* Work instructions:
Output every record exactly and leave each picture out.

* Point localization data:
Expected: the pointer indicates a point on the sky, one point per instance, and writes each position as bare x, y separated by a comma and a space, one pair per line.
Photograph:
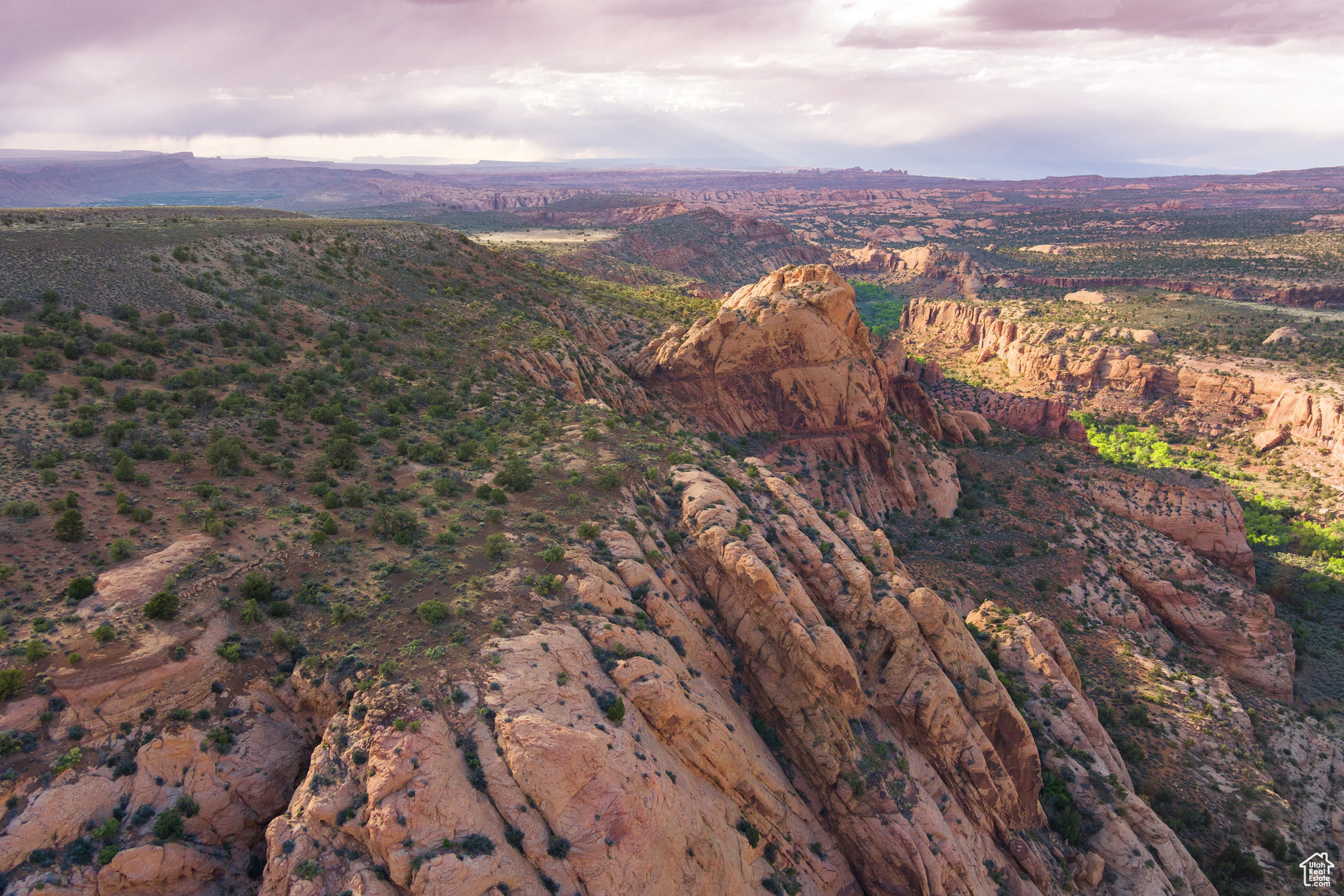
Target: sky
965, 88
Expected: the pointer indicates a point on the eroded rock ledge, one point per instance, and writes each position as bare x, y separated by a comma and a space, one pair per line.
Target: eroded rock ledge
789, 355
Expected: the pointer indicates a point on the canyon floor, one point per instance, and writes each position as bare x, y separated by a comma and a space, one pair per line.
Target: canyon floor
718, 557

* Finished task:
Expected: the pointer indicates a point on the sky, one point per instance, and writes each position as bare x, y separated by a comma and a space, one pair per line.
Photograph:
Target: sky
965, 88
Expected: the pointer indicates a point on the eroded rock ledge, one point per instance, and writes each position as bare x, y separated by a comma and a space, one pair per line.
Target: eroded rock ledge
789, 355
Expected: the pointer indicates a point on the canyon floor, one point per instance, and writes each position as bare x, y separated by a comma and a space, one pair per line.
Target: canyon floor
718, 557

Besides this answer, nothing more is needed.